== What is required ==
Transcribe all records, preserving every character.
───── Data records
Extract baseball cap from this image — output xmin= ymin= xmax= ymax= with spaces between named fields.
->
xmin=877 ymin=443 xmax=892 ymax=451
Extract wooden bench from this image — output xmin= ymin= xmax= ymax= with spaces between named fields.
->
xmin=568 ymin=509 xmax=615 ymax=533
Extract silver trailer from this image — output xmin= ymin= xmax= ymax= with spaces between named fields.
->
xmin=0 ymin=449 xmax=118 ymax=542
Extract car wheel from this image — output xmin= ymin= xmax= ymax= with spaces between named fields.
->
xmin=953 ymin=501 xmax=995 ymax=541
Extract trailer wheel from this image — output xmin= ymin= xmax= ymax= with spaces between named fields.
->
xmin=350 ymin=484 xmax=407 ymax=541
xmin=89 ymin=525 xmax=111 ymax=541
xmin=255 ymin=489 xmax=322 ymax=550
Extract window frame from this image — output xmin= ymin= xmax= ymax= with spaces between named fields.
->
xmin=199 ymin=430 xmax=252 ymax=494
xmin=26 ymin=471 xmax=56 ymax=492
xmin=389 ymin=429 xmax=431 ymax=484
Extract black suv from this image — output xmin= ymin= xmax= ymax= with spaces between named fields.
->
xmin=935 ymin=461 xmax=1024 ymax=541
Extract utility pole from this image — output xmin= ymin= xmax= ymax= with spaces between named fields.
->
──────────
== Response below ==
Extract baseball cap from this image — output xmin= ymin= xmax= ymax= with spaces between named fields.
->
xmin=877 ymin=443 xmax=892 ymax=451
Extract wooden bench from this image — output xmin= ymin= xmax= ymax= with spaces between named fields.
->
xmin=568 ymin=509 xmax=615 ymax=533
Extract silver trailer from this image — output xmin= ymin= xmax= ymax= with spaces between named fields.
->
xmin=0 ymin=449 xmax=118 ymax=542
Extract car wheel from this image — output xmin= ymin= xmax= ymax= with spaces between named fields.
->
xmin=953 ymin=501 xmax=995 ymax=541
Extract trailer wheel from this image — output xmin= ymin= xmax= ymax= with spaces between named fields.
->
xmin=350 ymin=484 xmax=407 ymax=541
xmin=89 ymin=525 xmax=111 ymax=541
xmin=255 ymin=489 xmax=322 ymax=550
Extract window frame from this image — output xmin= ymin= xmax= ymax= with spaces between named fields.
->
xmin=199 ymin=430 xmax=252 ymax=494
xmin=26 ymin=471 xmax=56 ymax=492
xmin=389 ymin=429 xmax=431 ymax=484
Extract black suv from this image — output xmin= ymin= xmax= ymax= with spaces between named fields.
->
xmin=935 ymin=461 xmax=1024 ymax=541
Extract utility pole from this image — output xmin= ymin= xmax= ymax= with spaces between named fields.
->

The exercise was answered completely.